풀어 볼 문제 -> "Would you mind pointing out the framed picture"라는 문구가 있는 줄부터 "Would you mind pointing out the white ceiling"라는 문구가 있는 줄까지, 두 줄을 포함한 항목을 빈 줄은 빼고 번호 목록으로 옮겨 주시겠어요?

• • •

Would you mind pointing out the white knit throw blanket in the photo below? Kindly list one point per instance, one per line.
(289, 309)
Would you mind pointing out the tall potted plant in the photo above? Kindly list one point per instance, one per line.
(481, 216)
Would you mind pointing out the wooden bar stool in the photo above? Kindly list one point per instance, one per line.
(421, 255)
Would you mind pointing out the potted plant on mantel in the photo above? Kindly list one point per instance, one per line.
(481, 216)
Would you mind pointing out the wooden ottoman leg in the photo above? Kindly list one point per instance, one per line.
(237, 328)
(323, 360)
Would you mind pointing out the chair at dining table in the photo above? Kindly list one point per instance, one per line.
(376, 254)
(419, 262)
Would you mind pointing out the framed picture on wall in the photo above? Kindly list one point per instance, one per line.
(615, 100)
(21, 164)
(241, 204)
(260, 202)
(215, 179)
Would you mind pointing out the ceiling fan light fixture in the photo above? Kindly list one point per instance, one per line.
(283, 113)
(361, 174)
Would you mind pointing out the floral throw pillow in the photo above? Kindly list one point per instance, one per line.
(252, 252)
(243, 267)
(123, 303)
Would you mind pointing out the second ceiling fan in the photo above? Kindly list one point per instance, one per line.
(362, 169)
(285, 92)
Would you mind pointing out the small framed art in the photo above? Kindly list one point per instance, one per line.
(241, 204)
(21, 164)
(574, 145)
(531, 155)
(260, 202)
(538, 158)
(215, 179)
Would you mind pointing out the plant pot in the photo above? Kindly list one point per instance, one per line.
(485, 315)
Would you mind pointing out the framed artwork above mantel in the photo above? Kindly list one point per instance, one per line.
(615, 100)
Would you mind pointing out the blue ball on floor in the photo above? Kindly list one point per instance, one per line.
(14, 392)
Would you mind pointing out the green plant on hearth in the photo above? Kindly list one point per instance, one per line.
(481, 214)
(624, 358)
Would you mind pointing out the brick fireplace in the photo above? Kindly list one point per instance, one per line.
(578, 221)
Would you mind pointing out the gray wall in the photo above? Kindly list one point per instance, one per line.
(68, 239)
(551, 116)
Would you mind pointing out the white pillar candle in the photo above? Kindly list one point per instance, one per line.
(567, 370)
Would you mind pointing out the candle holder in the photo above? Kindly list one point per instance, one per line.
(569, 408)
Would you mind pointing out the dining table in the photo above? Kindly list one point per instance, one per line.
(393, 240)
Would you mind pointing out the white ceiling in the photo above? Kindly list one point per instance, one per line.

• • •

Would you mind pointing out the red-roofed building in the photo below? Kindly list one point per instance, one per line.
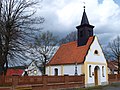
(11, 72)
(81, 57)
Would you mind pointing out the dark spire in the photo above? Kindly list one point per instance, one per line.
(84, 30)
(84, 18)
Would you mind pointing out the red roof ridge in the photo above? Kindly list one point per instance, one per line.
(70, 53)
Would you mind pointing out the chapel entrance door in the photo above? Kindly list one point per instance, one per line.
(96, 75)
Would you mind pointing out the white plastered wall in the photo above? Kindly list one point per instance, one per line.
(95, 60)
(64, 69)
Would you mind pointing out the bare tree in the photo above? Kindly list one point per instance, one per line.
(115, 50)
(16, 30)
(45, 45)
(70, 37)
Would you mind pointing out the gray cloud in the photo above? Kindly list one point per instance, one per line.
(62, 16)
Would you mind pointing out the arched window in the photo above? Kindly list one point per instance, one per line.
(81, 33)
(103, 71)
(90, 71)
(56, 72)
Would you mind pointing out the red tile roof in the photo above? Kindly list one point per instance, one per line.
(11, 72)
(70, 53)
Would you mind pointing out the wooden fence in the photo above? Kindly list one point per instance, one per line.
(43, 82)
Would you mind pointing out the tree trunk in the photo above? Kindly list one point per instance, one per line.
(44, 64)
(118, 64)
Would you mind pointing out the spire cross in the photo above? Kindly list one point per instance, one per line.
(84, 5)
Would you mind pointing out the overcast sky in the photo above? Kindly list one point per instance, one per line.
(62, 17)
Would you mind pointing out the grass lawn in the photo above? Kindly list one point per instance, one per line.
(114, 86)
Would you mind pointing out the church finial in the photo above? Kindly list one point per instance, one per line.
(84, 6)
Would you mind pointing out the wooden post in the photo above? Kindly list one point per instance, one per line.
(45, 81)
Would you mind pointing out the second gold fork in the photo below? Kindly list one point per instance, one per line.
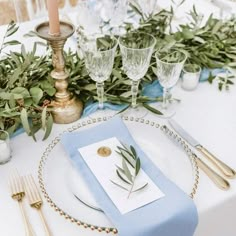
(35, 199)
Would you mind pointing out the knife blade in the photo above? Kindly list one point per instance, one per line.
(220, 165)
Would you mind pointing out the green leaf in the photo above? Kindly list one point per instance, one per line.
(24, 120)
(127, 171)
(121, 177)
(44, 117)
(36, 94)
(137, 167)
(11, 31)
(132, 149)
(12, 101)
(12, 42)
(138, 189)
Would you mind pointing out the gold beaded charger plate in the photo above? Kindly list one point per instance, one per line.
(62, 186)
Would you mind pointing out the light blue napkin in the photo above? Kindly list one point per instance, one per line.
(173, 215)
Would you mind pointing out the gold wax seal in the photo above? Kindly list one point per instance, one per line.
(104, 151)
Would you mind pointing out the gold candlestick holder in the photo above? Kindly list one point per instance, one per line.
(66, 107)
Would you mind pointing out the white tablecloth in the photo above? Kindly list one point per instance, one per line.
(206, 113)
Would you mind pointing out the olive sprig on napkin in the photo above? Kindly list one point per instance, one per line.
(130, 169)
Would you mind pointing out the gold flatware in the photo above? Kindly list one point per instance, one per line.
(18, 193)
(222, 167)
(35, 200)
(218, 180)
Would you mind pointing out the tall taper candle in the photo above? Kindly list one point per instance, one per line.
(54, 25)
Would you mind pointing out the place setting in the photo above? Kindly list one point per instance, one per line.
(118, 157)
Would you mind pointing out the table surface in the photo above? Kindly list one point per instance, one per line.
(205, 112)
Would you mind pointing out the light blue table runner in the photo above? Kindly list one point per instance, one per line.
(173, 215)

• • •

풀이 답안 ->
1. Would you mind pointing out the framed picture on wall in the photo above? Kindly list one point per instance, one per line.
2. (615, 100)
3. (21, 164)
4. (241, 204)
5. (260, 202)
6. (215, 179)
7. Would you mind pointing out the ceiling fan light fixture in the photo above? Kindly list one point per instance, one per line.
8. (283, 113)
9. (361, 174)
10. Would you mind pointing out the floral throw pillow in the photo above? Kindly list one point per instance, one per line.
11. (252, 252)
12. (243, 267)
13. (123, 303)
14. Would you mind pointing out the second ceiling fan in the photo above? Kindly list one point per instance, one per line.
15. (362, 169)
16. (285, 92)
17. Would you mind pointing out the small framed art in the photo above? Kindly list one point per instance, one per line.
18. (241, 204)
19. (21, 164)
20. (574, 145)
21. (531, 155)
22. (260, 202)
23. (538, 158)
24. (215, 179)
25. Would you mind pointing out the plant pot in the photo above? Kindly list one point per instance, one per line.
26. (485, 315)
27. Would you mind pointing out the framed artwork above mantel in the photo above? Kindly list one point per instance, one per line.
28. (615, 100)
29. Would you mind pointing out the blue ball on floor in the photo above? Kindly list one point per instance, one per line.
30. (14, 392)
31. Would you mind pointing out the green plant on hearth in the photo above? Kindly list one point per instance, one per line.
32. (481, 214)
33. (624, 358)
34. Would you mind pointing out the brick fireplace in the photo above? Kindly list one point per instance, one per line.
35. (578, 221)
36. Would you mind pointing out the gray wall in the photo above? Kindly list one point per instance, one per line.
37. (68, 239)
38. (551, 116)
39. Would you mind pointing out the white pillar candle in the photo above? Kindly list one point per instance, one per line.
40. (567, 370)
41. Would you mind pointing out the candle holder in the photo above? Kindly list one point per instance, one per line.
42. (569, 408)
43. Would you mind pointing out the dining table in the photo above? Kindly list one point per instance, one per line.
44. (393, 240)
45. Would you mind pointing out the white ceiling in the photo above? Kindly list one point per instance, one per line.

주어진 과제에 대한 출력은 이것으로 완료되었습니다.